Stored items
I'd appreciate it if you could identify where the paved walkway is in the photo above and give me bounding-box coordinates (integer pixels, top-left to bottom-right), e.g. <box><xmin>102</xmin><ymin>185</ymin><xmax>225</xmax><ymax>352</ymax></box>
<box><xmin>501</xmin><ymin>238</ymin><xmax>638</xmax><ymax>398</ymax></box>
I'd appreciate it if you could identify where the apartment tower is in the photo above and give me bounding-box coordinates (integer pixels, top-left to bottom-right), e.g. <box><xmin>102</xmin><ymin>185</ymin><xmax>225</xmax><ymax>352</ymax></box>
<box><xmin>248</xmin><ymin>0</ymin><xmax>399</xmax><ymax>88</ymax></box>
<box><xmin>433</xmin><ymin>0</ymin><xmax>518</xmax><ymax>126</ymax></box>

- Work to do -
Set down the material above again, word for word.

- Solution to this task -
I'd appreciate it if you could identify where the paved walkway is in the photo above and give me bounding-box coordinates (integer pixels, top-left to bottom-right), e.g. <box><xmin>102</xmin><ymin>185</ymin><xmax>225</xmax><ymax>352</ymax></box>
<box><xmin>501</xmin><ymin>238</ymin><xmax>638</xmax><ymax>398</ymax></box>
I'd appreciate it if you could identify where the apartment tower is in the photo above and give me bounding-box coordinates (integer pixels, top-left to bottom-right), e.g. <box><xmin>102</xmin><ymin>185</ymin><xmax>225</xmax><ymax>352</ymax></box>
<box><xmin>248</xmin><ymin>0</ymin><xmax>399</xmax><ymax>88</ymax></box>
<box><xmin>433</xmin><ymin>0</ymin><xmax>518</xmax><ymax>126</ymax></box>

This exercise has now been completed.